--- Start of TASK DATA ---

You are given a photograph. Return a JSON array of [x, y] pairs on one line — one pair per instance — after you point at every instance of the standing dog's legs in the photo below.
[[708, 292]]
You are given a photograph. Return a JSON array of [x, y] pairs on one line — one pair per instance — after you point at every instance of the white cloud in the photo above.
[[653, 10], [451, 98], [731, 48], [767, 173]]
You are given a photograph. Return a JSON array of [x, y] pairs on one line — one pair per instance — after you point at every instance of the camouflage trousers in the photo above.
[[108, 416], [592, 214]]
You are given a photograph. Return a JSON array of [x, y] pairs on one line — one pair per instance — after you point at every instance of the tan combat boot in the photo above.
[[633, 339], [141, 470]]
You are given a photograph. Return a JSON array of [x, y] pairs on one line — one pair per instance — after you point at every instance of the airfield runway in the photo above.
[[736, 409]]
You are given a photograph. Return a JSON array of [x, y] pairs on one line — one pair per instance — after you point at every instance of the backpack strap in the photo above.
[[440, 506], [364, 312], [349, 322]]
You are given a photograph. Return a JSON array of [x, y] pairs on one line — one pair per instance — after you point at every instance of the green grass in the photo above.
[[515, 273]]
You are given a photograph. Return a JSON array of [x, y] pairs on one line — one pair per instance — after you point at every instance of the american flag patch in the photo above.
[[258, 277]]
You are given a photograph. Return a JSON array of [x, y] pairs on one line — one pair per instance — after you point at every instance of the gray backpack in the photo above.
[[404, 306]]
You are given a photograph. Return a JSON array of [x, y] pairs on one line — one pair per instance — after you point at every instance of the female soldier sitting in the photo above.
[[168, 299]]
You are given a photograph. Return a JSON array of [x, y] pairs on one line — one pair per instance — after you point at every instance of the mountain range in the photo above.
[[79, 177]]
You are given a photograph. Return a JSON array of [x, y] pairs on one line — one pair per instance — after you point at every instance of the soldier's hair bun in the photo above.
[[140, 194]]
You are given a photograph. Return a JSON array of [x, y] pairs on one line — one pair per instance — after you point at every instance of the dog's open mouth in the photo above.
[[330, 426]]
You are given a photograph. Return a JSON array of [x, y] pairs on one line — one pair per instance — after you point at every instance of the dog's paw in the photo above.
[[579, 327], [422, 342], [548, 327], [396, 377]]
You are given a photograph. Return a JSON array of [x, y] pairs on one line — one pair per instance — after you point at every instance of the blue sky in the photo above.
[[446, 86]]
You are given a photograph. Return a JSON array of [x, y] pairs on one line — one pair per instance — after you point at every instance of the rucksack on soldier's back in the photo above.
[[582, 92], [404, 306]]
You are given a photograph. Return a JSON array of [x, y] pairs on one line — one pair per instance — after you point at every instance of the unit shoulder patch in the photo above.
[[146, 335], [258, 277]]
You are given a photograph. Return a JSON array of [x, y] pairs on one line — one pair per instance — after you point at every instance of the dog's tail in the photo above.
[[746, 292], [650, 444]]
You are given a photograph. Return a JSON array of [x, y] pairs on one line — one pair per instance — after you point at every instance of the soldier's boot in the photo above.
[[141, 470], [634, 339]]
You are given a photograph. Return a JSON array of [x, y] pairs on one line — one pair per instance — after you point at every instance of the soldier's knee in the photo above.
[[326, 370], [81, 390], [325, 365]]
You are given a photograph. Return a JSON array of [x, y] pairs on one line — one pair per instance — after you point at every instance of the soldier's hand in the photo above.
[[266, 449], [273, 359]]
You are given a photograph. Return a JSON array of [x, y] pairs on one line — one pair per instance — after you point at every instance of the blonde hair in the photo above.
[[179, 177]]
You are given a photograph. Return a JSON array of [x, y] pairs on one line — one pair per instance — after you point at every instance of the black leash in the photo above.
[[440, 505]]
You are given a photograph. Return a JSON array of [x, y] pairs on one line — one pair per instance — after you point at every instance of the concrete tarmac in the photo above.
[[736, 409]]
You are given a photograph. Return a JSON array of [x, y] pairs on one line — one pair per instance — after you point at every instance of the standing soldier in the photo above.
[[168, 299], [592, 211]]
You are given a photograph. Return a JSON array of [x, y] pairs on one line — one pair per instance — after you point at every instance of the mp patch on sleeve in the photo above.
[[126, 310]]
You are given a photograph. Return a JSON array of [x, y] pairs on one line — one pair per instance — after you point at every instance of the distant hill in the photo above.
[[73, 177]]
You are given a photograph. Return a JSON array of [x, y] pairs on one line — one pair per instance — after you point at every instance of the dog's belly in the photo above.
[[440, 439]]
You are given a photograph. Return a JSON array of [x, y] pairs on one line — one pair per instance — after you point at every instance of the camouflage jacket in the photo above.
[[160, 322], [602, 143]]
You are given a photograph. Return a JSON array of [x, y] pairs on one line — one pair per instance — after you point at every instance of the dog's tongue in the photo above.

--- End of TASK DATA ---

▶ [STATED EXERCISE]:
Format every one of the records above as a JSON array of strings, with each line as a separate string and blank lines omitted.

▶ [FINISHED ANSWER]:
[
  "You are given a photograph. Return a JSON array of [x, y] pairs on one line — one pair per instance — after you point at every instance of the standing dog's legs in the photo below.",
  "[[708, 292]]",
  "You are given a photograph. Return a JSON array of [x, y] pairs on one line — one pair per instance — after you point at every instance of the white cloud in the photo above.",
  "[[653, 10], [451, 98], [731, 48], [767, 173]]",
  "You are given a photograph. Return a JSON array of [x, y] pairs on one line — one pair per instance — after you point at every instance of the camouflage trousers in the photo above.",
  "[[108, 416], [592, 214]]",
  "You are given a photograph. Return a JSON array of [x, y] pairs on one line — one pair per instance — after you point at every instance of the tan combat boot in the photo above.",
  "[[633, 339], [141, 470]]",
  "You are given a photograph. Return a JSON array of [x, y] pairs on one line — one pair per instance — after you point at every instance of the airfield runway in the photo above.",
  "[[736, 409]]",
  "You are given a photograph. Return a JSON array of [x, y] pairs on one line — one pair per instance — after you point at every instance of the backpack strap in the photo above.",
  "[[440, 506], [364, 312], [349, 322]]",
  "You are given a photograph. Return a JSON array of [x, y] pairs on one line — one pair per instance — after you point at every instance of the green grass in the photo above.",
  "[[515, 273]]",
  "You are given a photograph. Return a JSON array of [x, y] pairs on one line — one pair per instance — after you point at every instance of the american flag patch in the photo above.",
  "[[258, 277]]",
  "You are given a photograph. Return a JSON array of [x, y] pairs on one line — one pair per instance — after you point at every instance of the gray backpack in the photo above.",
  "[[404, 306]]",
  "You are given a photograph. Return a JSON array of [x, y] pairs on one line — one pair per instance — after you point at every instance of the female soldier sitting in the photo above.",
  "[[168, 299]]",
  "You are given a photograph. Return a JSON array of [x, y] pairs on one line — one pair per instance — after you point at every instance of the mountain range in the photo above.",
  "[[79, 177]]",
  "You are given a photograph. Return a JSON array of [x, y] pairs on one line — one pair per instance — after you point at every instance of the soldier's hair bun in the photo above.",
  "[[140, 194]]",
  "You are given a photograph. Return a JSON array of [x, y] pairs on one line — one pair per instance — after you point at every instance of the dog's open mouth in the photo above.",
  "[[330, 426]]",
  "You are given a photograph. Return a JSON array of [x, y] pairs on one line — one pair per instance — after you point at every instance of the dog's paw in the photo above.",
  "[[579, 327], [422, 342], [548, 327], [396, 377]]",
  "You are given a photograph. Return a JSON array of [x, y] pairs on one line — one pair per instance — after you point at every instance of the blue sky in the photo above.",
  "[[446, 86]]",
  "You are given a photograph. Return a JSON array of [x, y] pairs on one line — one pair per instance — after you point at every instance of the rucksack on soldier's back in the photo above.",
  "[[582, 92], [404, 306]]",
  "You are given a photograph. Return a JSON array of [x, y] pairs on one line — one pair per instance — after you point at every instance of the unit shoulder patch in the photo above.",
  "[[146, 335], [258, 277]]",
  "You are given a photograph. Return a JSON array of [x, y] pairs on one line — one pair per instance — after you point at every instance of the dog's tail in the photo above.",
  "[[746, 292], [650, 444]]",
  "You are given a photograph. Return a JSON array of [x, y] pairs on one line — one pair per instance — after you point at every instance of the soldier's boot in the photo above.",
  "[[141, 470], [634, 339]]",
  "You are given a photograph. Return a JSON array of [x, y] pairs on one line — one pair per instance — after you point at every instance of the soldier's knee in the photo above.",
  "[[326, 370], [81, 390], [325, 365]]",
  "You are given a photograph. Return a JSON array of [x, y] pairs on one line — one pair per instance — after you point at every instance of the soldier's hand in the photo above.",
  "[[266, 449], [273, 359]]",
  "You are given a photograph. Return a JSON array of [x, y] pairs on one line — one pair per instance — after you point at every instance of the blonde hair in the photo above.",
  "[[179, 177]]",
  "You are given a photograph. Return a JSON array of [x, y] pairs on one line — one pair per instance — after you point at every instance of the black leash in the photo above.",
  "[[440, 505]]",
  "You are given a photograph. Return a JSON array of [x, y] pairs on one line — one pair per instance — after you point at every instance of the concrete tarmac in the photo above.",
  "[[736, 409]]",
  "You are given a photograph. Return a JSON array of [x, y] pairs on one line — one pair per instance — after you point at every instance of the standing soldier in the photo above.",
  "[[168, 299], [592, 211]]",
  "You are given a photograph. Return a JSON array of [x, y] pairs on one line — one pair per instance — after you point at every instance of the mp patch on sleeve in the photo above.",
  "[[126, 310]]",
  "You are given a photograph. Return a JSON array of [x, y] pairs on one line — one pair per instance — after you point at every instance of the distant hill in the photo above.",
  "[[73, 177]]",
  "You are given a photograph. Return a JSON array of [x, y] pairs on one line — one pair per instance — after you point at every instance of the dog's belly in the photo above.",
  "[[440, 439]]",
  "You are given a photograph. Return a JSON array of [x, y] pairs on one line — one pair per instance — after you point at every instance of the camouflage jacket in the photo above.",
  "[[160, 322], [602, 143]]",
  "You are given a photograph. Return a JSON array of [x, y] pairs on one line — one pair per instance — after you point at every instance of the dog's tongue in the photo above."
]